#### Working data

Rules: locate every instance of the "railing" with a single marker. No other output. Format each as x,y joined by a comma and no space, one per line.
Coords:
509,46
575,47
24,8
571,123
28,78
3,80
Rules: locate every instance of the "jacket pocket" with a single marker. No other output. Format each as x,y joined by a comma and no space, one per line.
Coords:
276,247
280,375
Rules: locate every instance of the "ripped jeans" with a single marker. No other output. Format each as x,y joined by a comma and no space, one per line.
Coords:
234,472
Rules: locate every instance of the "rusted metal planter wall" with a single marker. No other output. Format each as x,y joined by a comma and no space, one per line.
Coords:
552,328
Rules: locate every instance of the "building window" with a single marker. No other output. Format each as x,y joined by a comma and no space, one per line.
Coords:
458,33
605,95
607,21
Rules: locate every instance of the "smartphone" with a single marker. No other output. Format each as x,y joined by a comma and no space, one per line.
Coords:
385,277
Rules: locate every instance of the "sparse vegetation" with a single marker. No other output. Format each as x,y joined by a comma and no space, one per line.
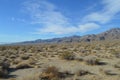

########

■ **Problem to work on**
Strip out the pictures and quote the remaining data word for word.

■ **Exercise result**
Rules: locate every instance of the "railing" with a single marker. No other output. Format each as x,y joined by a comma and no space, one per line.
Coords:
509,46
575,47
24,8
571,123
28,78
3,80
Rules: locate every instance of the "jacket pocket" with a single marker. No other output. Format each as x,y joined by a comma and no space, one per line.
Coords:
276,247
280,375
Rules: locate every instance of the "ripped jeans" with a single marker. No other output. Format each as x,y joined by a comma and no space, one per line.
Coords:
234,472
Rules: locate every instance of the "rusted metal planter wall" with a single marker. No other output. Format each as x,y joined by a comma and no space, one per line.
Coords:
552,328
Rules: locate every instance of the "building window" with a single marker. No other output. Format each as x,y joined by a comma and no space, one per line.
Coords:
458,33
605,95
607,21
Rules: locate every instance of the "smartphone" with a single marker. No other output. Format each as x,y joined by a comma and no space, one per line.
Coords:
385,277
Rules: locate every instance of the "sparse vegetation" with a single marker. No other output. Format each as x,y joined by a comma and no space, one per line.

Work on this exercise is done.